Предложение Ростопчина о сотрудничестве было принято и уже в первом номере «Русского вестника» появилось вышеприведенное письмо, подписанное: «почтенный житель с. Зипунова Устин Веников». Письмо сопровождалось заметкой редактора, в которой тот просил «почтеннаго жителя с. Зипунова, и соседа его Силу Андреевича Богатырева, обогащать Руской Вестник замечаниями и письмами своими» [Ростопчин, 1808, с. 72]. Однако Ростопчин не стал постоянным автором «Русского Вестника». Кроме данного письма к издателю в журнале были опубликованы воспоминания Ростопчина о А.В. Суворове [Ростопчин, 1808 а ], сопровожденные перепиской полководца с императором Павлом I и самим Ростопчиным. В дальнейшем суворовская тематика заняла достойное место на страницах журнала. Сам Глинка на основании материалов, предоставленных ему Ростопчиным, опубликовал цикл статей о Суворове.
Причиной того, что сотрудничество Ростопчина с «Русским вестником» не получило продолжения, стало как раз то, о чем потенциальный автор предупреждал редактора – его «желчное письмо». В январе 1808 г. в Москве была поставлена комедия Ростопчина «Живой мертвец» [25] При публикации название было изменено на «Вести, или убитый живой» (М., 1808).

(Записи с разметкой областей)
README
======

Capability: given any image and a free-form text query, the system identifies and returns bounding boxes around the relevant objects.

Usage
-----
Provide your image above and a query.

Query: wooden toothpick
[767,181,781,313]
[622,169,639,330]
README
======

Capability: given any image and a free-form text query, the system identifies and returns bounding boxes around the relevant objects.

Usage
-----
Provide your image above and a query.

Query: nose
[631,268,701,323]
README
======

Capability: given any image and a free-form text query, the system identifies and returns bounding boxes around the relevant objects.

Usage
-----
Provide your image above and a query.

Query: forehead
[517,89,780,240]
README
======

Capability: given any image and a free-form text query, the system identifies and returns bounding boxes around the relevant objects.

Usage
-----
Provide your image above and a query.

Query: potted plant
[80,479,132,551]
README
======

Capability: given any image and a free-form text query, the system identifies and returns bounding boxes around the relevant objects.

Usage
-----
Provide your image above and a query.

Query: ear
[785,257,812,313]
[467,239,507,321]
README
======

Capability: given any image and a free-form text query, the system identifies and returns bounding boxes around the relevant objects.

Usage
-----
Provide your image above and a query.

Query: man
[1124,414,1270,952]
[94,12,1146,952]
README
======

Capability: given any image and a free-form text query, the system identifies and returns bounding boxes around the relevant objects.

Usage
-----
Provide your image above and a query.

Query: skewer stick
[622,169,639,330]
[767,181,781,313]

---

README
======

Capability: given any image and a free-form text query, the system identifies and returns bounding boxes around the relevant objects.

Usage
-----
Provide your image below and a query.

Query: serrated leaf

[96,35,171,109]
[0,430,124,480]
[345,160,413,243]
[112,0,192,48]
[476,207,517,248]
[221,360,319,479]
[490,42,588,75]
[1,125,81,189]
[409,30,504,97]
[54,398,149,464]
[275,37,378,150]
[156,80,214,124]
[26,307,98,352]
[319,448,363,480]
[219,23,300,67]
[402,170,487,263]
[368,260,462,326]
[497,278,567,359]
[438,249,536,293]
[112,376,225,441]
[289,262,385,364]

---

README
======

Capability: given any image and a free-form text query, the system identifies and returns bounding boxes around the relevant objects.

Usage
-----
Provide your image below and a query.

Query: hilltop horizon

ЗАДАНИЕ 1 — Извлеките из текста о Ростопчине и «Русском вестнике» фрагмент, который начинается со слов «Предложение Ростопчина о» и заканчивается словами «статей о Суворове.». Перенесите его без каких-либо изменений.
ЗАДАНИЕ 2 — Продолжите текст о Ростопчине и «Русском вестнике», начав сразу после его последнего предложения.

ОЖИДАЕМЫЙ ОТВЕТ 1 —
Предложение Ростопчина о сотрудничестве было принято и уже в первом номере «Русского вестника» появилось вышеприведенное письмо, подписанное: «почтенный житель с. Зипунова Устин Веников». Письмо сопровождалось заметкой редактора, в которой тот просил «почтеннаго жителя с. Зипунова, и соседа его Силу Андреевича Богатырева, обогащать Руской Вестник замечаниями и письмами своими» [Ростопчин, 1808, с. 72]. Однако Ростопчин не стал постоянным автором «Русского Вестника». Кроме данного письма к издателю в журнале были опубликованы воспоминания Ростопчина о А.В. Суворове [Ростопчин, 1808 а ], сопровожденные перепиской полководца с императором Павлом I и самим Ростопчиным. В дальнейшем суворовская тематика заняла достойное место на страницах журнала. Сам Глинка на основании материалов, предоставленных ему Ростопчиным, опубликовал цикл статей о Суворове.

ОЖИДАЕМЫЙ ОТВЕТ 2 —
, в которой в духе язвительной сатиры XVIII в. высмеивались пороки светского общества, причем под вымышленными именами были выведены легко узнаваемые реальные лица. Уязвленная публика в штыки приняла пьесу, что, в свою очередь, вызвало гневную реакцию Ростопчина. В журнал «Русский вестник» он направил «Письмо Устина Ульяновича Веникова к Силе Андреевичу Богатыреву и ответ Силы Андреевича Богатырева Устину Ульяновичу Веникову». Письма были написаны в еще более резком тоне, чем сама пьеса. Глинка, ссылаясь на предварительное условие, поставленное самим Ростопчиным, отказался их публиковать [Глинка, 2004, с. 276]. На этом их сотрудничество прекратилось.
То, что Ростопчин пытался сотрудничать с «Русским вестником», и то, что это сотрудничество оказалось довольно эфемерным, не удивительно. Ростопчин был единомышленником Глинки в плане антифранцузских настроений и любви к отечественным нравам, и это открывало перед ним возможность публикаций на страницах «Русского вестника». Однако его неуживчивый нрав и резкие выпады против московской публики, т. е. потенциальных подписчиков, делало его присутствие в журнале не очень удобным в плане распространения подписки.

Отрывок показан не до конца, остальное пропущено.